SUPPLIED RECORDS:

————

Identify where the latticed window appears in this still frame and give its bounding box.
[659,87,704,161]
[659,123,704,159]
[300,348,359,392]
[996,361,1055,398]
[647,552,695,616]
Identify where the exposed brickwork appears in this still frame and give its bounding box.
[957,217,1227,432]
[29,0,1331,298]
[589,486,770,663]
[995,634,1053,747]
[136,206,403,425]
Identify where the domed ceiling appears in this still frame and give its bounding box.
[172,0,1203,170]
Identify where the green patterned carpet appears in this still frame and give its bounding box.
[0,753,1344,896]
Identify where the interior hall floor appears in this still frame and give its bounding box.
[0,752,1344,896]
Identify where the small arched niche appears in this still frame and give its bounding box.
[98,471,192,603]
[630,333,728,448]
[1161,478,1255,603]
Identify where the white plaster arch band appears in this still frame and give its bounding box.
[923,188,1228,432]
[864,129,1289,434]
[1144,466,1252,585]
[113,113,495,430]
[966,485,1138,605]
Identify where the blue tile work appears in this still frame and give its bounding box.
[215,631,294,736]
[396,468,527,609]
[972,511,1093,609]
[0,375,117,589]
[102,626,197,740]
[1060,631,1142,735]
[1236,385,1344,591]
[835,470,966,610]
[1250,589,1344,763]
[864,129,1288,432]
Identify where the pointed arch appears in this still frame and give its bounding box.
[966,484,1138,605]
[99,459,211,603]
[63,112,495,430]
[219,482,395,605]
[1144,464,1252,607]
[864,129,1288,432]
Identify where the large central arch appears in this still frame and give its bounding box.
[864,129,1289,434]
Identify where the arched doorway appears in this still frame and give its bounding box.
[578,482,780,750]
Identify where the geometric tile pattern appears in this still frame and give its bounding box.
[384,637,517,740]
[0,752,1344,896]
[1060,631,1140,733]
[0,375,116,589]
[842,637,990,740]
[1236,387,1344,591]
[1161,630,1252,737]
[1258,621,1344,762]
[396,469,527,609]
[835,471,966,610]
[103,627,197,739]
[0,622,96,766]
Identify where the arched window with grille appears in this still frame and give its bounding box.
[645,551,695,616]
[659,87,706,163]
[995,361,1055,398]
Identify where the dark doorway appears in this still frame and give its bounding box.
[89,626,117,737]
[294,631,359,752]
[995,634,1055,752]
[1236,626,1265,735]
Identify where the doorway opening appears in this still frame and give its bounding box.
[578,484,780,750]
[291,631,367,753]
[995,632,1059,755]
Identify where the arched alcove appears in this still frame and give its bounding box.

————

TASK TO CARRY OUT:
Recast everything from the line containing "Identify where the domed" down to the line containing "[0,753,1344,896]", both included, as a JSON list of strings with one string per line and blank lines left out.

RESULT:
[
  "Identify where the domed ceiling appears in this still frame and give its bounding box.",
  "[172,0,1203,170]",
  "Identify where the green patterned carpet appears in this still frame and give its bounding box.",
  "[0,753,1344,896]"
]